Agraciada por Dios y combatida por el Maligno, se vio de nuevo visitada por la enfermedad los últimos días de su vida. Sus hermanas confiaban en que, como tantas otras veces, su recuperación no tardaría en darse ¡Cuántas veces la habían visto peor! Sin embargo ella llamó a su confesor, al que le hizo entrega de todos sus apuntes espirituales y de sus instrumentos de penitencia, para evitar que fueran vistos de sus hermanas. Por esos días recibió la visita del obispo diocesano, Monseñor Francisco de Angulo, quien la tenía en gran estima. Para sorpresa del mismo, la madre Juana no sólo le habló de la muerte que ella esperaba inmediata, sino que le avisó de que él también debía prepararse, porque en breve igualmente fallecería, como así ocurrió.

### Datos proporcionados
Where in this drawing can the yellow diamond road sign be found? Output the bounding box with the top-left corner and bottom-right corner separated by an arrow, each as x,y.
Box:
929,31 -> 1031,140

### Objetivo del ejercicio
Reproduce sin cambios el fragmento del texto sobre la madre Juana que va desde "Agraciada por Dios" hasta "como así ocurrió.", ambos incluidos. El listado no se necesita para esta actividad.

### Solución del ejercicio
Agraciada por Dios y combatida por el Maligno, se vio de nuevo visitada por la enfermedad los últimos días de su vida. Sus hermanas confiaban en que, como tantas otras veces, su recuperación no tardaría en darse ¡Cuántas veces la habían visto peor! Sin embargo ella llamó a su confesor, al que le hizo entrega de todos sus apuntes espirituales y de sus instrumentos de penitencia, para evitar que fueran vistos de sus hermanas. Por esos días recibió la visita del obispo diocesano, Monseñor Francisco de Angulo, quien la tenía en gran estima. Para sorpresa del mismo, la madre Juana no sólo le habló de la muerte que ella esperaba inmediata, sino que le avisó de que él también debía prepararse, porque en breve igualmente fallecería, como así ocurrió.